→ **Work instructions**: With no additions or omissions, print the listing that follows.

┄┄┄┄┄┄

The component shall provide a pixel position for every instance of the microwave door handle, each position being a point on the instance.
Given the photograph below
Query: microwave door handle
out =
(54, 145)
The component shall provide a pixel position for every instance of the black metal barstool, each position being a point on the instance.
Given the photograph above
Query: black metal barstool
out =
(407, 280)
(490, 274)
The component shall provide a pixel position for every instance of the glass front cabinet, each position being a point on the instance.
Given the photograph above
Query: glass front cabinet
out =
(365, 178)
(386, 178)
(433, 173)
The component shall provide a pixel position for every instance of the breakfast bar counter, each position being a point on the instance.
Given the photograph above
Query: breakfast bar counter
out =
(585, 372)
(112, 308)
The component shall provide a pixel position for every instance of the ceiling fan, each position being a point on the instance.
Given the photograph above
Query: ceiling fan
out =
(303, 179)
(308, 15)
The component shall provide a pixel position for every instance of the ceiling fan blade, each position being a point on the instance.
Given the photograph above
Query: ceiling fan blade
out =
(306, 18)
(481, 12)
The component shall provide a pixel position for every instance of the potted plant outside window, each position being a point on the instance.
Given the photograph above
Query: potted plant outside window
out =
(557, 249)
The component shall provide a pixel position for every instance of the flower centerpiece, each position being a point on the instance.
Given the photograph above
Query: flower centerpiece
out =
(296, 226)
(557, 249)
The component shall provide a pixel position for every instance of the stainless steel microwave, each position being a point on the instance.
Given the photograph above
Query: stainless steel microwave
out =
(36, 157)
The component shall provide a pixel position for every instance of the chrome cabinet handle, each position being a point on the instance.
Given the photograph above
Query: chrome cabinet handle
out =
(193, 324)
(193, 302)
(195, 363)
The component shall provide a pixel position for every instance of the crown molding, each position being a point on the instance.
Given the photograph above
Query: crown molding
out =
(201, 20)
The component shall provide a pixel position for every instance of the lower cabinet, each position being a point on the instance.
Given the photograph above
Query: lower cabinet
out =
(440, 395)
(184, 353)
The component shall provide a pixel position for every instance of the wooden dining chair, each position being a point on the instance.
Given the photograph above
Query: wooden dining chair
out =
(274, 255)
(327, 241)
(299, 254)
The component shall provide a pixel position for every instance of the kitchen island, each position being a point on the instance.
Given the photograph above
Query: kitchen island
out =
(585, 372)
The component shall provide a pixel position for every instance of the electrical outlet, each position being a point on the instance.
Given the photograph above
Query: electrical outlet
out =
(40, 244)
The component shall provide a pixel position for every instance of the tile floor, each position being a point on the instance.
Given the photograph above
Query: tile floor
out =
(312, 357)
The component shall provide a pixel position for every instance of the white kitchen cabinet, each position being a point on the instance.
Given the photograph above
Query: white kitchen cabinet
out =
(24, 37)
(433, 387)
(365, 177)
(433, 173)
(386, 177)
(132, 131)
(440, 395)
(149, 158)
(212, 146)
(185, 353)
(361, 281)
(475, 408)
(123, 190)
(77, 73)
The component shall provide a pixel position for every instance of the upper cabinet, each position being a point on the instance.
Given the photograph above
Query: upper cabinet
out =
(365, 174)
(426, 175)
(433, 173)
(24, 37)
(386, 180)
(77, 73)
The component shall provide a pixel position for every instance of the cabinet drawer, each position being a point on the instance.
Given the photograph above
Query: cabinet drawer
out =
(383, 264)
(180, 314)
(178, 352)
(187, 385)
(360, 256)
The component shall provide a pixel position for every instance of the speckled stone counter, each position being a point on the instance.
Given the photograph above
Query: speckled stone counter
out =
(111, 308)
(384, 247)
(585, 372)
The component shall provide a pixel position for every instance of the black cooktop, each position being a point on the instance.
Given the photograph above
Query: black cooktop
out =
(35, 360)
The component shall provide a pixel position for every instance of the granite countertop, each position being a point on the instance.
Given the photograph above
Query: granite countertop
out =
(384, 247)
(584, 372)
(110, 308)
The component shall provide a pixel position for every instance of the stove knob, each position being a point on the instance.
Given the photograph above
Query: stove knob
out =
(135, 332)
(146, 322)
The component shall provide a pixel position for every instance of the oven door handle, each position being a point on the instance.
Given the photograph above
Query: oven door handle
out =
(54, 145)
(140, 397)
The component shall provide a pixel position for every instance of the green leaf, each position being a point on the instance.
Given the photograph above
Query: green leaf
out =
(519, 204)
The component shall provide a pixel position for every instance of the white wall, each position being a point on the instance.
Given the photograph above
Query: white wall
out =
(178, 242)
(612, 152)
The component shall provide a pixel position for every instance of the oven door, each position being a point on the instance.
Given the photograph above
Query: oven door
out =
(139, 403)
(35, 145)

┄┄┄┄┄┄

→ **Answer space**:
The component shall provide a pixel position for every instance of the microwave door handle, each position being a point on the instance.
Given the photograph below
Query: microwave door handle
out =
(54, 145)
The component shall provide a pixel position for every instance of the black metal barstool, each position being a point on the instance.
Given the photograph above
Query: black metal barstool
out =
(407, 280)
(490, 274)
The component shall provide a pixel position for every instance of the glass front cabinet, each position being a point on the instance.
Given the photograph above
Query: glass front cabinet
out =
(365, 178)
(386, 178)
(433, 173)
The component shall provide a pixel position for every instance of the breakfast bar counter, each position being a point on the instance.
Given the photograph above
Query: breakfast bar counter
out =
(585, 372)
(112, 308)
The component shall provide a pixel position for every instance of the ceiling fan, each position being a point on the instance.
Given the photograph above
Query: ceiling fan
out =
(303, 179)
(308, 15)
The component shall provide a pixel position for every instance of the ceiling fan blade, each position being a point on the instance.
Given the photograph above
Query: ceiling fan blade
out =
(306, 18)
(481, 12)
The component shall provide a pixel position for every instance of the potted plant outside window, each position being a point on the instance.
Given the photograph above
Query: potted plant outside window
out =
(557, 249)
The component shall provide a pixel position for every instance of the flower centerpiece, each position being a point on the instance.
Given the photograph above
Query: flower centerpiece
out =
(296, 226)
(557, 249)
The component shall provide a pixel position for every instance of the stainless steel microwave, each position being a point on the instance.
Given the photograph above
Query: stainless steel microwave
out =
(36, 157)
The component shall provide a pixel position for every instance of the chrome cabinet handle, each position being a point on the instance.
Given the photograph above
Query: chrome cabinet handle
out =
(193, 324)
(193, 302)
(195, 363)
The component shall provide a pixel position for every instance of the crown molding, each position being a point on the instance.
Given the photograph above
Query: crown molding
out =
(201, 20)
The component shall provide a pixel position for every instance of the lower cabinet, each position being a point on the instance.
Given the photograph above
Query: lower cabinet
out =
(440, 395)
(184, 353)
The component shall provide a pixel position for every instance of the wooden dining chair, each position being a point on the instance.
Given the photograph above
Query: wooden dining chair
out =
(274, 255)
(327, 241)
(299, 254)
The component shall provide a pixel position for every instance of the kitchen island, each position being a point on the instance.
Given the photograph above
Query: kitchen island
out =
(585, 372)
The component shall provide a pixel position for every instance of the electrical outlet, each position being a point on the instance.
Given the photograph above
Query: electrical outlet
out =
(40, 244)
The component shall provide a pixel position for every instance of the tile floor, each position being a point on the instance.
Given the photograph above
Query: tile floor
out =
(312, 357)
The component shall provide a pixel position for every instance of the white kitchen cabinet, each position being a point on the instance.
Given the photograph above
Query: white kitchen cabinet
out =
(24, 37)
(433, 387)
(365, 177)
(433, 173)
(386, 177)
(132, 131)
(440, 395)
(149, 158)
(212, 146)
(185, 353)
(361, 281)
(475, 408)
(123, 190)
(77, 73)
The component shall provide a pixel position for every instance of the upper cabinet, each position being a point on the instance.
Given the photograph above
Query: upper cabinet
out =
(365, 174)
(426, 175)
(433, 173)
(24, 37)
(386, 180)
(77, 73)
The component shall provide a pixel position for every instance of the cabinet drawer, each position being a point on the instance.
Given the photograph above
Query: cabinet drawer
out =
(383, 264)
(180, 314)
(178, 352)
(187, 385)
(360, 256)
The component shall provide a pixel position for every instance of the speckled stone counter, each position being a point on the instance.
Given the photograph above
Query: speckled stone counter
out =
(111, 308)
(384, 247)
(585, 372)
The component shall provide a pixel position for every instance of the black cooktop, each position being a point on the instance.
Given the photograph above
Query: black cooktop
out =
(35, 360)
The component shall provide a pixel position for every instance of the granite countertop, each position being a point on the instance.
Given the photograph above
Query: granite countertop
out =
(384, 247)
(584, 372)
(110, 308)
The component shall provide a pixel position for every instance of the stove knob, each position being a point on the instance.
Given the photograph above
Query: stove knob
out =
(135, 332)
(146, 322)
The component shall provide a pixel position for every instance of the oven door handle, each position being a point on the instance.
Given the photograph above
Query: oven door handle
out =
(54, 145)
(140, 397)
The component shall provide a pixel position for every instance of the green leaf, each position being a point on the instance.
Given the photograph above
Query: green leaf
out =
(519, 204)
The component shall provide a pixel position for every instance of the white wall, each position being a point on the instance.
Given the photograph above
Query: white wall
out =
(178, 242)
(612, 152)
The component shall provide a pixel position for every instance of the oven door, each position being a point on the instance.
Given the photograph above
Query: oven door
out =
(139, 403)
(35, 145)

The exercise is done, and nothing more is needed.